[Point annotation records]
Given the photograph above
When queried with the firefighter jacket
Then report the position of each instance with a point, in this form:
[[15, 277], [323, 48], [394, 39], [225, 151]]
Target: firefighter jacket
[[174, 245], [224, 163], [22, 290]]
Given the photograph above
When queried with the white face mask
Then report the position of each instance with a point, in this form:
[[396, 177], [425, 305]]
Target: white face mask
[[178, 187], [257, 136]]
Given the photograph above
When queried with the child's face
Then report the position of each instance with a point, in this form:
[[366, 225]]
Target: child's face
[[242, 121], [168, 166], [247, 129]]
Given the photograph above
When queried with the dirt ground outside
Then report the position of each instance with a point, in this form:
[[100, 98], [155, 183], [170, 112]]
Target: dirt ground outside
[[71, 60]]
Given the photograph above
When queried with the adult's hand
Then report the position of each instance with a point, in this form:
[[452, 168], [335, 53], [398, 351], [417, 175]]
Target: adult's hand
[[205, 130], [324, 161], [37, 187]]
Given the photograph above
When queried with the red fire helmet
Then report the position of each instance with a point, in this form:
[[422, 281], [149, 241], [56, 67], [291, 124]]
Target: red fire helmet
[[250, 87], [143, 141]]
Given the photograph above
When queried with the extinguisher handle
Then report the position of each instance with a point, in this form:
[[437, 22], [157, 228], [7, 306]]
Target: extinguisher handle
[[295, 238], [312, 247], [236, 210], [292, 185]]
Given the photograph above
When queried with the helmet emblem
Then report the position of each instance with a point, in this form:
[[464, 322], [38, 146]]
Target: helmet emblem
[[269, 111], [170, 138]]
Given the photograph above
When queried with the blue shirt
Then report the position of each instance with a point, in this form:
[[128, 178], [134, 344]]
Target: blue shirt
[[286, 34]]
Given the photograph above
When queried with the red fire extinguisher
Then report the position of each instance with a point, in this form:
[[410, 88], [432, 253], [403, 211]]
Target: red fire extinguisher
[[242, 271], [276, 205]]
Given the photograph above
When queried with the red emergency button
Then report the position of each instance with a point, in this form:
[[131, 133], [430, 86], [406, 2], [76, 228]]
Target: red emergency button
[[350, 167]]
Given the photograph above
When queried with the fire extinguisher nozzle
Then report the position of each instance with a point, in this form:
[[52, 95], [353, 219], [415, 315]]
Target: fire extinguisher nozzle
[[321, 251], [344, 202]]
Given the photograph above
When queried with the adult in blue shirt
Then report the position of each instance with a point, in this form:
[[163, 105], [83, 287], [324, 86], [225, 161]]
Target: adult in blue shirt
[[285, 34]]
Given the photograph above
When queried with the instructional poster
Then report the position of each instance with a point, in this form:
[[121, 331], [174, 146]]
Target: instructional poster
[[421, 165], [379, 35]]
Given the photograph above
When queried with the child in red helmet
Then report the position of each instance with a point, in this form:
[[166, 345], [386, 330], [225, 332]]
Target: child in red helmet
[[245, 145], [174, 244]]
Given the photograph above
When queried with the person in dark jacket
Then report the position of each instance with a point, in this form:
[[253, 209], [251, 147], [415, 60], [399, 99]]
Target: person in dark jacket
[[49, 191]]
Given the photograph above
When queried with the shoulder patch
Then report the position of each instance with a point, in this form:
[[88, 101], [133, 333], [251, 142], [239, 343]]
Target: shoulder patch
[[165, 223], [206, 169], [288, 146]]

## EXERCISE INSTRUCTIONS
Write out everything from the first of the lines down to the one containing "[[174, 245], [224, 163], [22, 290]]", swapping "firefighter jacket" for "turnout coat" and leaving all else unchanged.

## RESULT
Given the photograph above
When queried with the turnout coat
Then report the position of each instance with a point, in this form:
[[15, 277], [323, 48], [394, 39], [225, 151]]
Target: turnout coat
[[174, 245], [224, 163], [22, 290]]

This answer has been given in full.